Copy word for word the part of the data that starts with the line containing "For every instance of the night" and continues through the end of the data.

[START OF Records provided]

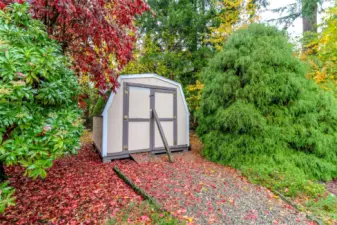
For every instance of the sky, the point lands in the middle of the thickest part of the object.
(295, 30)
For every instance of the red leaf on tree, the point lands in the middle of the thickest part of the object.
(98, 35)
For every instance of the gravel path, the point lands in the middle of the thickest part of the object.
(202, 192)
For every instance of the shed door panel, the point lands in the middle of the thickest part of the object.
(168, 130)
(139, 118)
(164, 104)
(139, 135)
(139, 102)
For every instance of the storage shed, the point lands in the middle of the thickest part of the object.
(127, 123)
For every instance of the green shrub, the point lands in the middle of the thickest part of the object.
(39, 117)
(259, 113)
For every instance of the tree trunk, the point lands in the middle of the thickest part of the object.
(3, 176)
(309, 20)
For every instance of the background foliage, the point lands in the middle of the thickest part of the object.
(97, 35)
(259, 113)
(39, 117)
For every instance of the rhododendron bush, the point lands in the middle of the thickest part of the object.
(98, 35)
(39, 117)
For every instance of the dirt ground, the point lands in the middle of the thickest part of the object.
(80, 189)
(202, 192)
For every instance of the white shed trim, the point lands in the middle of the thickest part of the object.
(108, 105)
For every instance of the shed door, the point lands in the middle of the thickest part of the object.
(140, 133)
(165, 105)
(138, 118)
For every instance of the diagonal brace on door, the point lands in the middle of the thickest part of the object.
(161, 131)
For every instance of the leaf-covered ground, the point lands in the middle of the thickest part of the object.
(80, 189)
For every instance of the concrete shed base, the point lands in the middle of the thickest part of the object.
(126, 154)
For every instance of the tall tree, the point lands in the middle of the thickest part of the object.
(98, 35)
(307, 10)
(175, 33)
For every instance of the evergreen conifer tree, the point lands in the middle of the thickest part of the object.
(261, 114)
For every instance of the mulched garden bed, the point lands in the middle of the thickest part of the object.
(78, 189)
(332, 186)
(81, 190)
(202, 192)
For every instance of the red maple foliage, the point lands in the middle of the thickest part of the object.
(98, 35)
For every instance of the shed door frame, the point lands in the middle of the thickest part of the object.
(126, 119)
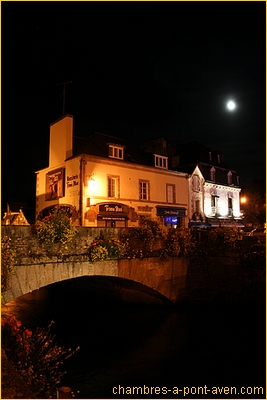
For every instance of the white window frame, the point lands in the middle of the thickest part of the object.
(230, 178)
(196, 183)
(116, 152)
(212, 174)
(143, 189)
(113, 186)
(161, 161)
(170, 193)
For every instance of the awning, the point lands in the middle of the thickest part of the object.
(225, 224)
(112, 217)
(171, 211)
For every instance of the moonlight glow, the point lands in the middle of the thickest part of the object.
(231, 105)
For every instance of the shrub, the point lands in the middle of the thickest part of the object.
(101, 249)
(56, 228)
(8, 254)
(35, 355)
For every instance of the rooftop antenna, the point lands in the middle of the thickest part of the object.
(64, 94)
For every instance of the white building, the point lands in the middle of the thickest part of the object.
(102, 181)
(214, 191)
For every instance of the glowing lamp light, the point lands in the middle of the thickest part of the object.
(231, 105)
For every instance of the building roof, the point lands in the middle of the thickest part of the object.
(97, 144)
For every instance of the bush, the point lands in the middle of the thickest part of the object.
(35, 355)
(56, 228)
(101, 249)
(7, 260)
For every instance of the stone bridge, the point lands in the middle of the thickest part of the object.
(33, 269)
(199, 279)
(156, 278)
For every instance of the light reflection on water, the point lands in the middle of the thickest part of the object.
(133, 345)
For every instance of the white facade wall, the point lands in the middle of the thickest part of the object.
(84, 182)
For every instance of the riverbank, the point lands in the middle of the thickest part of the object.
(12, 384)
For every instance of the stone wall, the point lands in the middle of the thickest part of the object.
(198, 279)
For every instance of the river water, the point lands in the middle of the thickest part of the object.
(126, 345)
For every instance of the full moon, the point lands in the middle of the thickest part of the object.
(231, 105)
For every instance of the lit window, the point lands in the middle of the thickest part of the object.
(230, 207)
(212, 174)
(143, 190)
(197, 206)
(113, 186)
(196, 185)
(229, 178)
(170, 194)
(161, 161)
(115, 152)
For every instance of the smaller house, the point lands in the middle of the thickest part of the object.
(214, 189)
(14, 217)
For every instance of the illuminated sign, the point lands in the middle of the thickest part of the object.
(55, 184)
(72, 181)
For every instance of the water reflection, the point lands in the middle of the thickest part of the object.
(133, 345)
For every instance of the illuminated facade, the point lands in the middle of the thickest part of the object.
(214, 192)
(103, 182)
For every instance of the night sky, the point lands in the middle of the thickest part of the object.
(139, 70)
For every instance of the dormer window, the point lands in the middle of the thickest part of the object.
(161, 161)
(115, 152)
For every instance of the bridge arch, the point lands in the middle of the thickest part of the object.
(161, 279)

[END OF Records provided]

Finished task |
For every instance of the night sky, the point lands in the middle of the thickest part of the object.
(139, 70)
For every instance of the dormer window, the point lands in the middle of the thickest part of the object.
(161, 161)
(115, 152)
For every instance of the bridge arch, the point lands in the middle of the thickest part of the object.
(161, 279)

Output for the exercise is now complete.